◆ EXERCISE DIRECTIONS:
Return every line of the listing below that contains the word "medallion", matching case exactly.
** Start of DATA FOR THIS EXERCISE **
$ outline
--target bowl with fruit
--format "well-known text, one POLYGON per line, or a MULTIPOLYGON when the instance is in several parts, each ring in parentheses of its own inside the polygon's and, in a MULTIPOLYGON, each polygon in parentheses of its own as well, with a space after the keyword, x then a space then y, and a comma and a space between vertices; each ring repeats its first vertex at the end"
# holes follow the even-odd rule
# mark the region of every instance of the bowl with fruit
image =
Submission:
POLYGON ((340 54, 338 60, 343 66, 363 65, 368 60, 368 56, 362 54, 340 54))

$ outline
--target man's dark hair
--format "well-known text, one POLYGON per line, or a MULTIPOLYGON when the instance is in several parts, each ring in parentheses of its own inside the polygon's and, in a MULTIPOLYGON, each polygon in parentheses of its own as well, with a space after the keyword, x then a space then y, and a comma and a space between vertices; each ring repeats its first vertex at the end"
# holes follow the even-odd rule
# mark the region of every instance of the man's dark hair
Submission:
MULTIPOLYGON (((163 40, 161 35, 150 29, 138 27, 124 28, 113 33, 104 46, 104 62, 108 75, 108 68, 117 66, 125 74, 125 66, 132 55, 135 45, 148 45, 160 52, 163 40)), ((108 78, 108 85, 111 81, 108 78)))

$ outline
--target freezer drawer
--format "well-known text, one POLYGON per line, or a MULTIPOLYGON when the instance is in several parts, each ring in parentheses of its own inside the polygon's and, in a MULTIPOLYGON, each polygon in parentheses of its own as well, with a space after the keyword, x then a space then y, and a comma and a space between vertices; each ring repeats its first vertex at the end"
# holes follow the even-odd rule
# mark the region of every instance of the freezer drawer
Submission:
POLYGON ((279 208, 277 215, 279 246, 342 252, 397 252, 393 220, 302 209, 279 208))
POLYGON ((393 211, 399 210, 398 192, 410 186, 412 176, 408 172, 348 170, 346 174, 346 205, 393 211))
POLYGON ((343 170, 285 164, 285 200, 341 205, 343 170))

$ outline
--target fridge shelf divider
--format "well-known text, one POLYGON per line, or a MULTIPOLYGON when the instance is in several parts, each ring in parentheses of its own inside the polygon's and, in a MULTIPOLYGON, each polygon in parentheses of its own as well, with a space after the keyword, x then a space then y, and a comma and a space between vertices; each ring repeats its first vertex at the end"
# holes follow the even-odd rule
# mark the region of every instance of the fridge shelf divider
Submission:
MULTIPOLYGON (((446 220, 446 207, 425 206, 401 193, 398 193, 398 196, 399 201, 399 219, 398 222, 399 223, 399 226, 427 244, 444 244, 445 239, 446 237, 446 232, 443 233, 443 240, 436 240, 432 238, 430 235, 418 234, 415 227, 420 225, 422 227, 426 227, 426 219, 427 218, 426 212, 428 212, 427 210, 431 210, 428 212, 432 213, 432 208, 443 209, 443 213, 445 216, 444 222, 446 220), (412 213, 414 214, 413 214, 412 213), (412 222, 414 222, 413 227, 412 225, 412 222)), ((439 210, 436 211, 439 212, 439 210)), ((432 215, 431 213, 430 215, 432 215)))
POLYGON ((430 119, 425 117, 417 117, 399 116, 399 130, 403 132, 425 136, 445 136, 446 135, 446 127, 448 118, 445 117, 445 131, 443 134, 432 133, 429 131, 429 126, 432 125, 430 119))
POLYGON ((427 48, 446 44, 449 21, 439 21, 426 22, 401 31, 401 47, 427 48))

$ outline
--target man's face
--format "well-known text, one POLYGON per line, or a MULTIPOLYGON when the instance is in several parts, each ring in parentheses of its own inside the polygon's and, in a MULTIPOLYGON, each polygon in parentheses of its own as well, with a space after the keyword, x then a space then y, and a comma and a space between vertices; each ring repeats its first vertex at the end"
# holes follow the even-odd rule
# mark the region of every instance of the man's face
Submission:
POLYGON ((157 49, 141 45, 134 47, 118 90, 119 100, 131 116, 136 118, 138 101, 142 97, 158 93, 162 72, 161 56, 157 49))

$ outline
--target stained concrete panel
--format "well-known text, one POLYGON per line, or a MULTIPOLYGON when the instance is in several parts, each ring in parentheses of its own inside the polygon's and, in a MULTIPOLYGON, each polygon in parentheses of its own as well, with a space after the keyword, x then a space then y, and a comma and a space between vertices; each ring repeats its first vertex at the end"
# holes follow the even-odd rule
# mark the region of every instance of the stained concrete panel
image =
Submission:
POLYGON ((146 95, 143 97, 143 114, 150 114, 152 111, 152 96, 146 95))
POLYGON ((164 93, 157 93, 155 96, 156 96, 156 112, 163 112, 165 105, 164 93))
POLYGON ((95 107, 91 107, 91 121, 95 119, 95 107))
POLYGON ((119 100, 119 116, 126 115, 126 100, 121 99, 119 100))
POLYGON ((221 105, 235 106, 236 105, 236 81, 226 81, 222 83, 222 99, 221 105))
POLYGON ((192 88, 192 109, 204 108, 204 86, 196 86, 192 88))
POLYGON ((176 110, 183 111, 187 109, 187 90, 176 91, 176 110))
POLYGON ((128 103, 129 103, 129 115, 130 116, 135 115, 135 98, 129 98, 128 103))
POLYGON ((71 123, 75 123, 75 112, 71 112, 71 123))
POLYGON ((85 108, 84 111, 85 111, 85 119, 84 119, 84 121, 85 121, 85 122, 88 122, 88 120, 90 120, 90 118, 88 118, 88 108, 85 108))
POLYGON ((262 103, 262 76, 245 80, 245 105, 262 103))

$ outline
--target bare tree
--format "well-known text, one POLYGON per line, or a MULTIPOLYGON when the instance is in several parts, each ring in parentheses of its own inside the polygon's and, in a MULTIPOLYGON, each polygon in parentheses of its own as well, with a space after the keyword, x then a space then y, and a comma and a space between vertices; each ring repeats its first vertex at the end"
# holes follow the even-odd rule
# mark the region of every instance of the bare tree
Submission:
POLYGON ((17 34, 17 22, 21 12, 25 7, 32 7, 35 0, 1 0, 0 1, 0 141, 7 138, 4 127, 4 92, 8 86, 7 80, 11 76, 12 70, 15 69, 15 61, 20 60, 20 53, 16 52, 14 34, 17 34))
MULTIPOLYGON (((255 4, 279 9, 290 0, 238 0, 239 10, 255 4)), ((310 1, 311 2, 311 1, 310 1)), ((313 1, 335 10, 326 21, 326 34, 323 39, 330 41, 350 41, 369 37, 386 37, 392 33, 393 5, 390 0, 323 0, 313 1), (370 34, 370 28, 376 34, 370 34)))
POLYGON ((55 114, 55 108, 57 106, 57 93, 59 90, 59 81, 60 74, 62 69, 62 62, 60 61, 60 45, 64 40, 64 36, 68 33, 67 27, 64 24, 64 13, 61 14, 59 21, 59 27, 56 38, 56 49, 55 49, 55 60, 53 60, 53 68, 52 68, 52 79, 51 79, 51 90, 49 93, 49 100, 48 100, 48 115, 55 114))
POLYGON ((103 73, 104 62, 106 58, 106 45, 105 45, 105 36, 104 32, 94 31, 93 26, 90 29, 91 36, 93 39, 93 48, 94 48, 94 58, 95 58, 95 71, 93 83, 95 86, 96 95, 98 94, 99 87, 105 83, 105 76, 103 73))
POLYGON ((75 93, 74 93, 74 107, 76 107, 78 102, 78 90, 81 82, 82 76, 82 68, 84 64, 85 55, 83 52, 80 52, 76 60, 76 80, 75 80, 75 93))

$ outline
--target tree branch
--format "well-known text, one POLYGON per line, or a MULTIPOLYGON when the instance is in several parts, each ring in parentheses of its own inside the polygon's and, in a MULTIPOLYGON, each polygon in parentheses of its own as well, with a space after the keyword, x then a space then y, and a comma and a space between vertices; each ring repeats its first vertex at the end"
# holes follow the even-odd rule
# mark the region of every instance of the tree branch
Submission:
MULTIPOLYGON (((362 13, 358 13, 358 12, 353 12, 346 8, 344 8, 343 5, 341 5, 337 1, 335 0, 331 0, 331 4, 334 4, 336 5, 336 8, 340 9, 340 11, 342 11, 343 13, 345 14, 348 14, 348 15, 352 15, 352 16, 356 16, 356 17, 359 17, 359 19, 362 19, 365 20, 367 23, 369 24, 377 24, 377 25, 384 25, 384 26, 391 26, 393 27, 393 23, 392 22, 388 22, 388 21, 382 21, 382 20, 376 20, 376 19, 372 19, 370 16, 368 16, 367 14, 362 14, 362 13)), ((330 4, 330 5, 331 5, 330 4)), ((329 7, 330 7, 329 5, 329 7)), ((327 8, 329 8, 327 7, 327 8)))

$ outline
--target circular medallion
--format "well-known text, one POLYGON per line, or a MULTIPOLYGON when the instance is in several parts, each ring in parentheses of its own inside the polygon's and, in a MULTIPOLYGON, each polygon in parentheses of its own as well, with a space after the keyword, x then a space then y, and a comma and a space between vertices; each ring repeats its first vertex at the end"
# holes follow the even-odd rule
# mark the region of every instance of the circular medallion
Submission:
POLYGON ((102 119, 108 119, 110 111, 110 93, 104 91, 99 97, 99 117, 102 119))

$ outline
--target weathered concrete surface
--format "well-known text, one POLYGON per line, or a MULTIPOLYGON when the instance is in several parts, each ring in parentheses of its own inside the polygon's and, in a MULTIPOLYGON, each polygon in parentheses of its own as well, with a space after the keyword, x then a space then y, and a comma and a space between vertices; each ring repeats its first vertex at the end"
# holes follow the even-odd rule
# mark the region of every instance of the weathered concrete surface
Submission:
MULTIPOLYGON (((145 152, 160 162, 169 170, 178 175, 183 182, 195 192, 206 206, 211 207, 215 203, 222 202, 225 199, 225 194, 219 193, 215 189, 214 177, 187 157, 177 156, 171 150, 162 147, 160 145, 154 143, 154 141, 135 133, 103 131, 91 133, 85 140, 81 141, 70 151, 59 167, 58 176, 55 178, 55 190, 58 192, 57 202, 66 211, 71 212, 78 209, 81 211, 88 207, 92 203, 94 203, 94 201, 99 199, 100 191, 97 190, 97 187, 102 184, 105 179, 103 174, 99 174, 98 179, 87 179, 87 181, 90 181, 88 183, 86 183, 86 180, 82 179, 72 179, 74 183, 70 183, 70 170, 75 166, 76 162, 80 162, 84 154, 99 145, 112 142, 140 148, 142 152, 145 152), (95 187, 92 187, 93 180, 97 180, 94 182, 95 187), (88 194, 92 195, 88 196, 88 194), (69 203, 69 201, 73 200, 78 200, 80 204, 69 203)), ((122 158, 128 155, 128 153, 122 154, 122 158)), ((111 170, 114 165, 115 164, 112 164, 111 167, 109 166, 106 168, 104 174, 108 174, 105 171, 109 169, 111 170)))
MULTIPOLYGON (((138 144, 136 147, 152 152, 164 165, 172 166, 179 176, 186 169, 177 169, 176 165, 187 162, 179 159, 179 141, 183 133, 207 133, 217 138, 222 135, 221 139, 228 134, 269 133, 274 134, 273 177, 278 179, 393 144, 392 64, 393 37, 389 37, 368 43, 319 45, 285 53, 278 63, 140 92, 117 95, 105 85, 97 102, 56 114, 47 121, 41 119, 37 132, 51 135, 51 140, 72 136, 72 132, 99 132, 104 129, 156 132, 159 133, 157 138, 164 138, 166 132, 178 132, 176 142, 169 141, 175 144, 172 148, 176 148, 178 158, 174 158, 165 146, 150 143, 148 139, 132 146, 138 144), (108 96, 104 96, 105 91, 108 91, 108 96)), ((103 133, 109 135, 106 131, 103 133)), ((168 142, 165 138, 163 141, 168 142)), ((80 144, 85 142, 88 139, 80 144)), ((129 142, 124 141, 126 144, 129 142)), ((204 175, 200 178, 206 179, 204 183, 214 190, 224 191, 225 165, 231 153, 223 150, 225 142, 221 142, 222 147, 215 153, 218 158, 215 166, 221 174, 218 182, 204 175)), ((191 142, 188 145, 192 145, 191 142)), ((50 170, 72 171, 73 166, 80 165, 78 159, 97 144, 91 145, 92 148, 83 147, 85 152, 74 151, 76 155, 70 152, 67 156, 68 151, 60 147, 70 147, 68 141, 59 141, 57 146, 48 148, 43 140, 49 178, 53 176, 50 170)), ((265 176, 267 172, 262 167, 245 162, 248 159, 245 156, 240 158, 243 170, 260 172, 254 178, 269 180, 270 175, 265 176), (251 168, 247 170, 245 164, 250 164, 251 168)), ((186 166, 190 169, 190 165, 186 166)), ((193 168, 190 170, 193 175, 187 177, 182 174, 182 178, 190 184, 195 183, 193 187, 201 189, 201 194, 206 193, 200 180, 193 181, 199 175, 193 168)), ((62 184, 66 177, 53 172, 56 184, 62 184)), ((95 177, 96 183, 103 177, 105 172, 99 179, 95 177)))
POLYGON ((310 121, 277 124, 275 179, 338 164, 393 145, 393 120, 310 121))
** End of DATA FOR THIS EXERCISE **
** Start of DATA FOR THIS EXERCISE **
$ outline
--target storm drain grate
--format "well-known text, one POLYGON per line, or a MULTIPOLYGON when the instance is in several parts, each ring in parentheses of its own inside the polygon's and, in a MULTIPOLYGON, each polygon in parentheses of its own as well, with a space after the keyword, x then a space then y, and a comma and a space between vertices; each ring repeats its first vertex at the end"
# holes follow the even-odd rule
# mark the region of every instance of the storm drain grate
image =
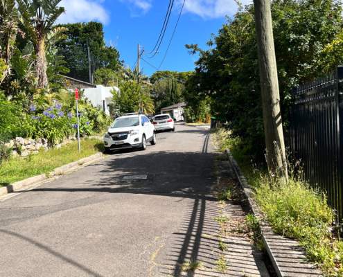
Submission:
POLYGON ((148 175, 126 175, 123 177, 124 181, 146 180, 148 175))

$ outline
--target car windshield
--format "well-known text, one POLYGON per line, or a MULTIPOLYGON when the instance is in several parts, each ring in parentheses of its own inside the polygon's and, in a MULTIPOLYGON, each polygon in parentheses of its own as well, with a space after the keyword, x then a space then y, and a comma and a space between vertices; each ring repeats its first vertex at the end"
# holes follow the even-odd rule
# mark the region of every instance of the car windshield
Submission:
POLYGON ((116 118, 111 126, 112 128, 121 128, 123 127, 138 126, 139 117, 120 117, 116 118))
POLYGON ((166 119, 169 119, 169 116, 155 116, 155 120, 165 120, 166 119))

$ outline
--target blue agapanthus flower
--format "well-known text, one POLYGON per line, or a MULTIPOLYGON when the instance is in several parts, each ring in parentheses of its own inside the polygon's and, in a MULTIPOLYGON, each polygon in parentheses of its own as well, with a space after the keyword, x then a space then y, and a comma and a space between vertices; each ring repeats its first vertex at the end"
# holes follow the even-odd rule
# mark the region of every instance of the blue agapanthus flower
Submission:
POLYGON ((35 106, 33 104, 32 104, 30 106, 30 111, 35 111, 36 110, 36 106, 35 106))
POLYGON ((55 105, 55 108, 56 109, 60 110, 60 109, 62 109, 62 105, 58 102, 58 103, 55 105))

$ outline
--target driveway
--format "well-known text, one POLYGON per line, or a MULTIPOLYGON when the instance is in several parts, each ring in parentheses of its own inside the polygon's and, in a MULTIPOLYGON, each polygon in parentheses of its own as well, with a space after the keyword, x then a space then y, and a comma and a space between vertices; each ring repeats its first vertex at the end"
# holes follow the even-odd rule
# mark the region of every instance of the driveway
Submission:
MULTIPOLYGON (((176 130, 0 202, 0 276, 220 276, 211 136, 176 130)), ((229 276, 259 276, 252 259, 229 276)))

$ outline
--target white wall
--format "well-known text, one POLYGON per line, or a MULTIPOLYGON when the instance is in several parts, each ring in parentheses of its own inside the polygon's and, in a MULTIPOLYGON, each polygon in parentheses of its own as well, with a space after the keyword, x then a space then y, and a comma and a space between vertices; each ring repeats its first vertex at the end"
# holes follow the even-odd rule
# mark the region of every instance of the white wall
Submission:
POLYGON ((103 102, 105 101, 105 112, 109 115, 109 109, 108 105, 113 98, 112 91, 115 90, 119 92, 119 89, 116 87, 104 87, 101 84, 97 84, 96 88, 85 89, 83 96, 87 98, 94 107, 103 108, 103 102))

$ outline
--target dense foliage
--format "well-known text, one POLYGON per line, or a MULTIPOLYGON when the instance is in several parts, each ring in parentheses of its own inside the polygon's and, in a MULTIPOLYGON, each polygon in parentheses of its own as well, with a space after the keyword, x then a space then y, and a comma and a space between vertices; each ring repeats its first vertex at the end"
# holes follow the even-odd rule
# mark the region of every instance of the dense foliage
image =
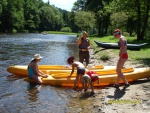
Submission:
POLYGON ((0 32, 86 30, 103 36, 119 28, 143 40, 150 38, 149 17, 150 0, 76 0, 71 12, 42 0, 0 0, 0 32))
** End of DATA FOR THIS EXERCISE **
◆ RESPONSE TO THIS EXERCISE:
--target circular medallion
# mark the region of every instance of the circular medallion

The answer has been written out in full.